Vorgegebener Text =
Falk Osterloh: Coronapandemie: Das stille Leiden der Kinder und Jugendlichen
Was etwa die Auswirkungen der Schulschließungen angeht, hält der Artikel fest:
Die Schulschließungen im ersten Halbjahr 2021 wurden für sie jedoch zu einer großen Stresssituation. Denn Eltern und Geschwister waren für sie in dieser Zeit oft keine Ressource mehr, sondern eine Belastung. Normalerweise erholen sich die Kinder in der Schule von ihrem Zuhause und umgekehrt. Während den Schulschließungen sind beide Erholungsphasen weggefallen.
Falk Osterloh: Coronapandemie: Das stille Leiden der Kinder und Jugendlichen
Zur psychischen Situation
Die erste große Studie zum Befinden von Kindern und Jugendlichen in Deutschland war die COPSY-Studie des Universitätsklinikums Hamburg-Eppendorf, in der Schüler und Eltern zunächst von Mai bis Juni 2020 und danach von Dezember 2020 bis Januar 2021 befragt wurden. Das Ergebnis: Die Lebensqualität und die psychische Gesundheit von Kindern und Jugendlichen im Verlauf der Pandemie hat sich verschlechtert:
Während bei der ersten Befragung 71 Prozent der Kinder angaben, psychisch belastet zu sein, machten bei der zweiten Befragung 85 Prozent diese Angabe. Fast jedes dritte Kind litt ein knappes Jahr nach Beginn der Pandemie zudem unter psychischen Auffälligkeiten. Betroffen sind dabei vor allem Kinder und Jugendliche aus sozial schwächeren Verhältnissen oder mit Migrationshintergrund.
Falk Osterloh: Coronapandemie: Das stille Leiden der Kinder und Jugendlichen
Der Kinder- und Jugendreport der DAK-Gesundheit hat gezeigt, dass die Coronapandemie das Krankheitsspektrum deutlich verschoben hat: „Angestiegen ist demnach vor allem die Zahl der Kinder, die infolge einer psychischen Erkrankung im Krankenhaus behandelt wurden: von 172,1 auf 182 je 100 000 Fälle nach dem ersten Shutdown sowie von 58,3 auf 62,7 je 100 000 Fälle im zweiten Shutdown.“
Prof. Dr. med. Eckard Hamelmann, Direktor der Universitätsklinik für Kinder- und Jugendmedizin am Evangelischen Klinikum Bethel, Universitätsklinikum OWL der Universität Bielefeld, betont, dass es sich bei diesen Zahlen um die stationären Fälle handelt.

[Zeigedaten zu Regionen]
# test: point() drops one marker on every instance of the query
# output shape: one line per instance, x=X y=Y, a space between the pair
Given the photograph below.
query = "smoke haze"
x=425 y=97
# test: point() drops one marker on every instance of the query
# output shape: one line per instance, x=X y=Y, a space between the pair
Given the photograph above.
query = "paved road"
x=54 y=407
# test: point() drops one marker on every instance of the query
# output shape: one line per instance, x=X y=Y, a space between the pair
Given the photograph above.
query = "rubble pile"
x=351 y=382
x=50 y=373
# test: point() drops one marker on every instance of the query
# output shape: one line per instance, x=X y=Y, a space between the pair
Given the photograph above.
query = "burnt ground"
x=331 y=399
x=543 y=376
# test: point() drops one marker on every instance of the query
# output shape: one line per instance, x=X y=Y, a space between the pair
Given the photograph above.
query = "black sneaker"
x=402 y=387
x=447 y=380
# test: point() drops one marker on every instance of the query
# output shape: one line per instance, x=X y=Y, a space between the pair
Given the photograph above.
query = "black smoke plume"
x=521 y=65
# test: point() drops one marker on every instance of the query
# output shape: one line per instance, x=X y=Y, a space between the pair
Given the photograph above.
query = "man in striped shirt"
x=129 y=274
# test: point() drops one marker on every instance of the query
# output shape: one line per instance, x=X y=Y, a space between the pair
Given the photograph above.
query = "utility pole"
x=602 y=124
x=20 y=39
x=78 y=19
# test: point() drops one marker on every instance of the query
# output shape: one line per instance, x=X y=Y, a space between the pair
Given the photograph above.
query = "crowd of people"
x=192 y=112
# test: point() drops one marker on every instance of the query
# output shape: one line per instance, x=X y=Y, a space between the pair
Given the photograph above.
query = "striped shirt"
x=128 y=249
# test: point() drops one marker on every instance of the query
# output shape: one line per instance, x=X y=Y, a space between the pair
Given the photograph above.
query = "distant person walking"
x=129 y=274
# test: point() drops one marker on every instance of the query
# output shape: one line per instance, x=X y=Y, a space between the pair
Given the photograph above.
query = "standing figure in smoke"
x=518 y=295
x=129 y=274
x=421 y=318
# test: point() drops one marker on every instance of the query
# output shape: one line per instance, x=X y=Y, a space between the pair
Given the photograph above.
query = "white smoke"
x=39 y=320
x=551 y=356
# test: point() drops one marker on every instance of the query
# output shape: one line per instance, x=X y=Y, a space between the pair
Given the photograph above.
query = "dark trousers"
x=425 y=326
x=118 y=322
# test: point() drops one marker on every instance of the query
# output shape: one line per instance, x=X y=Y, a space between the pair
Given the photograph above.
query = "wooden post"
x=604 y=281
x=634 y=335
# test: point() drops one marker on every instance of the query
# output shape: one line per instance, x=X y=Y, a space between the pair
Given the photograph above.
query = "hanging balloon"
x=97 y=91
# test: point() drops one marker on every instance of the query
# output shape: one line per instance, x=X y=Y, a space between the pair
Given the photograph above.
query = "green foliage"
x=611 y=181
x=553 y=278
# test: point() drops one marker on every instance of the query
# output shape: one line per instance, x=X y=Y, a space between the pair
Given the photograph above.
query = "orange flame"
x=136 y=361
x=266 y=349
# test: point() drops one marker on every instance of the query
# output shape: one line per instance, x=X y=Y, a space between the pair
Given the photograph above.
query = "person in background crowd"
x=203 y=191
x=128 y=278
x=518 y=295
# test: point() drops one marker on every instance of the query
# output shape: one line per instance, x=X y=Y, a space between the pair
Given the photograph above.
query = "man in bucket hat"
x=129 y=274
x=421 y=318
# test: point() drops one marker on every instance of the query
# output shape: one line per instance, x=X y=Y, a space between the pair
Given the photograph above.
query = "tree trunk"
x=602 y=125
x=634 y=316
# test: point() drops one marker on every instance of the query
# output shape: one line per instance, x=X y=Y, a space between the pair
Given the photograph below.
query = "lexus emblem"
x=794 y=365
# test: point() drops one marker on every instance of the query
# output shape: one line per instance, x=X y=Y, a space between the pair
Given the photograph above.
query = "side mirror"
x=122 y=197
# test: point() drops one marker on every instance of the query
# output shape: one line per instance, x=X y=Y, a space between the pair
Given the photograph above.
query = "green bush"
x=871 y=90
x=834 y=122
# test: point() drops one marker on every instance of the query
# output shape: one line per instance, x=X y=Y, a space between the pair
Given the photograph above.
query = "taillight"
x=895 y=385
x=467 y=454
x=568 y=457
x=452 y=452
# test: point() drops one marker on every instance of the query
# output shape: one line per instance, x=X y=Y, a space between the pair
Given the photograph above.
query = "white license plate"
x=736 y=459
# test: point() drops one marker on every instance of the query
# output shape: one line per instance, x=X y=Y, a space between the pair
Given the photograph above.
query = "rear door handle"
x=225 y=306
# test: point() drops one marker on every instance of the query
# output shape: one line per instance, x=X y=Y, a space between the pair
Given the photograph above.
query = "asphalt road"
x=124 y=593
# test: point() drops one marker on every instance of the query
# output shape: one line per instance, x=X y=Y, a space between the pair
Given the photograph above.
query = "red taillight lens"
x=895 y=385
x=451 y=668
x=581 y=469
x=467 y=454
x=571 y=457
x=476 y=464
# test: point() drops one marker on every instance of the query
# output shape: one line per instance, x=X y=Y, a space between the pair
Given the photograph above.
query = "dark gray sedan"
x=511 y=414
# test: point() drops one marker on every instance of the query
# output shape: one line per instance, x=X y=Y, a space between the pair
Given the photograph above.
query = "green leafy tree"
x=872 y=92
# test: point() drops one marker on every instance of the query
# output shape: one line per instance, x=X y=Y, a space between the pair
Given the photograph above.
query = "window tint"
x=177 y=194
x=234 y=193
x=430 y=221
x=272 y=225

Arbeitsaufträge =
1. Beantworten Sie anhand des Auszugs über Kinder und Jugendliche in der Coronapandemie folgende Fragen:
(a) In welchen Zeiträumen wurden Schüler und Eltern in der COPSY-Studie befragt?
(b) Wie viel Prozent der Kinder gaben bei der zweiten Befragung an, psychisch belastet zu sein?
(c) Welche Klinik leitet Prof. Dr. med. Eckard Hamelmann als Direktor?
2. Nennen Sie sämtliche Werte, die der Auszug über Kinder und Jugendliche in der Coronapandemie „je 100 000 Fälle“ angibt.
3. Setzen Sie den Auszug über Kinder und Jugendliche in der Coronapandemie im Anschluss an seinen letzten Satz fort.
Das Material ist für die Bearbeitung ohne Belang.

Ergebnisse je Aufgabe =
1.
(a) Von Mai bis Juni 2020 und von Dezember 2020 bis Januar 2021.
(b) 85 Prozent.
(c) Die Universitätsklinik für Kinder- und Jugendmedizin am Evangelischen Klinikum Bethel, Universitätsklinikum OWL der Universität Bielefeld.

2. 172,1 und 182 (erster Shutdown) sowie 58,3 und 62,7 (zweiter Shutdown).

3.
Die große Bugwelle, die wir noch erwarten, schlägt im ambulanten Bereich auf“, sagte er. Dabei gebe es eine große Gruppe an chronisch kranken Kindern, die während der Pandemie eine psychische Komorbidität entwickelt habe. „Wir sehen zum Beispiel in den Asthmaambulanzen und in den Diabetesambulanzen Kinder und Jugendliche, mit denen wir vor allem über Stress und Depressionen sprechen und weniger über ihre eigentliche Erkrankung. Die psychische Belastung dieser Kinder ist hier brutal zu merken.
Prof. Dr. med. Eckard Hamelmann
In den Praxen der Kinder- und Jugendärzte zeigt sich, dass infolge der Coronapandemie vor allem die psychischen Erkrankungen bei Kindern und Jugendlichen angestiegen sind. Der Präsident des bvkj, Dr. med. Thomas Fischbach, konstatiert:
Wir sehen dabei ein großes Spektrum: auffälliges Sozialverhalten, aggressives Verhalten insbesondere bei Jungs und internalisierendes Verhalten bei Mädchen bis hin zu emotionalen Anpassungsstörungen.
Dr. med. Thomas Fischbach (http://daebl.de/QY22)
Prof. Dr. med. Tobias Renner, ärztlicher Direktor der Abteilung für Psychiatrie, Psychosomatik und Psychotherapie im Kindes- und Jugendalter am Universitätsklinikum Tübingen, stellt fest, dass sich das Problem auch in der stationären Psychiatrie verfestigt und dass es bei einzelnen Krankheitsbildern einen erheblichen Anstieg gegeben habe
Auf die Frage, wie es nach der Coronapandemie weitergehen wird, antwortet Renner:
Wir gehen davon aus, dass die psychischen Folgen der Pandemie auch anhalten werden, nachdem die somatische Pandemie vorüber ist. Es ist aber schwer abzuschätzen, ob dies Monate oder Jahre dauern wird. Es wird darauf ankommen, wie wir die psychisch belasteten Kinder und Jugendlichen nach dem Ende der Coronapandemie im Blick behalten und als Gesellschaft die Bereitschaft haben, ihnen auch langfristig zu helfen.